ASSIGNMENT → Continue the blog post about fireworks fights, including its reader comments, from the point where it stops.

Are Safe Fireworks Fights Possible?

A discussion this weekend was echoed by one I had this morning with reader Matt K about the Iggulden brothers’ Dangerous Book for Boys: where have all the childhood explosions gone?

When we were young, M-80s—tauted, perhaps apocryphally, as having the power of a “quarter stick of dynamite”—were already long gone, blown off the fireworks stand like so many fleshy digits. Instead our battles were fought primarily with bottle rockets and Black Cats, with a few Roman candles throw in for color.

Our most effective technique: squishing a handful of dense, wet mud around a firecracker, letting it dry enough that it would stay together when lobbed, to form dirt grenades. We took special care not to have any pebbles in the mud; catching a half-facefull of stinging mud was punishment enough.

And of course, the ultimate insult was to shoot a bottle rocket at someone else’s chest, timed so that the final explosion occurred right under their face with a wallop. One of those was usually enough to cause a soldier from the opposing army to walk off the field of battle sobbing.

Now I understand that people don’t want their kids to lose an eye or come inside with a fistful of blood blisters, but surely there are ways to have a healthy fireworks war without all the risk of injury. I’m thinking paintball helmets or at least goggles.


14 Responses to “Are Safe Fireworks Fights Possible?”

  1. 1 Alex

    Dude, you figure it out and I’m down for some melee.

  2. 2 adam b

    seems like you would need some sort of hand protection for the shooter. not that any of this has stopped my friends and i from doing it anyway. i have the scar on my arm to prove it.

  3. 3 mike

    in my irresponsible youth, we used to soak our T-shirts in water, then have roman candle fights.

    of course, this was extremely stupid and i don’t recommend it. eye protection should be worn.

  4. 4 James

    when I was young and stupider, we’d save our firework fights for snow days, you were already wearing a heavy coat/pants, hats and gloves, so you had a good amount of protection. then we’d take toy guns and drill out the red thing that says I’m not a gun in the barrel, load a bottle rocket in it and you can aim somewhat effectively.

    somehow I still have all my fingers….

  5. 5 andrew

    we used to have roman candle/penny rocket/water dynamite wars every year and our parents told us stories of doing the same (our mother even drove to mississippi one year to get us penny rockets, since they are illegal in louisiana). this came to an end when a friend of ours caught a firework in a pocket full of fireworks. the chain reaction was unbelievable it lasted for a good 40 seconds of him screaming, until he got his pants off.

SOURCE DATA →
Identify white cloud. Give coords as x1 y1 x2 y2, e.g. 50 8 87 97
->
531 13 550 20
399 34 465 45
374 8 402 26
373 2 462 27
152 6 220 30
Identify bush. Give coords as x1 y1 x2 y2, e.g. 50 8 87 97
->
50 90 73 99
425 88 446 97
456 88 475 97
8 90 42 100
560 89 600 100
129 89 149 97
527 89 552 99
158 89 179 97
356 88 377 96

...

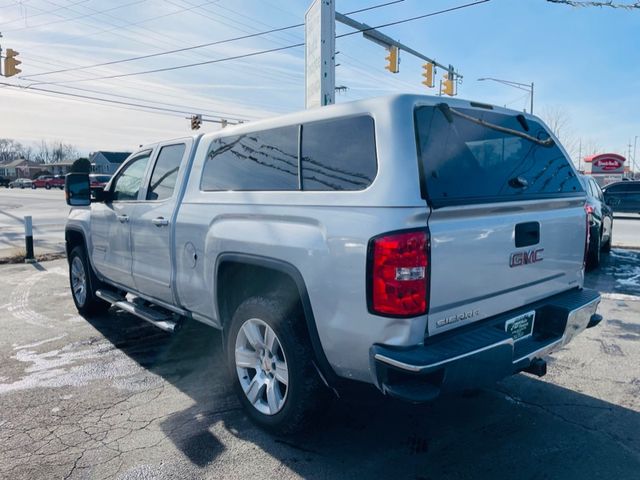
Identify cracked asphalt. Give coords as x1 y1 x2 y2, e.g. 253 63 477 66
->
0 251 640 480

SOLVED EXERCISE →
  6. 6 Nerdsavant

    My older brother and I not only had the aforementioned firework battles (usually involving little bottle rockets, the kind that come in the cheap 50 packs) we also had at least one misadventure that involved duct-taping my mom’s cookie sheets to ourselves and shooting at each other with our BB guns. No harm came to either of us from the BB’s or the fireworks, but we each got a bruising from mom’s yardstick that day, let me tell you. Should worn eye protection, sure, but her problem was with all the little dents we put in her sheet pans.

  7. 7 RaulS

    Possible? Yes. Not nearly as satisfying though. Burned off half the hair on my head when a large bottle rocket went astray. Still makes me laugh.

  8. 8 Trent

    Quarter-sticks were far more powerful than M-80s. My older brother used to get ahold of stuff like this and detonate it. An M-80 was loud, but a quarter-stick on the ground could make the ground shake. Bury one and you could kick up a significant amount of dirt, like a little artillery shell going off.

    I mean … uhm …. uh … safety first, kids!

  9. 9 Blackie

    We lived out in the country and would have a ball when one of us would find a forgotten stash of bottle rockets.
    One guys dad had some soft leed piping around, about 1/4-3/8 stuff (he was a pack rat and had some of everything).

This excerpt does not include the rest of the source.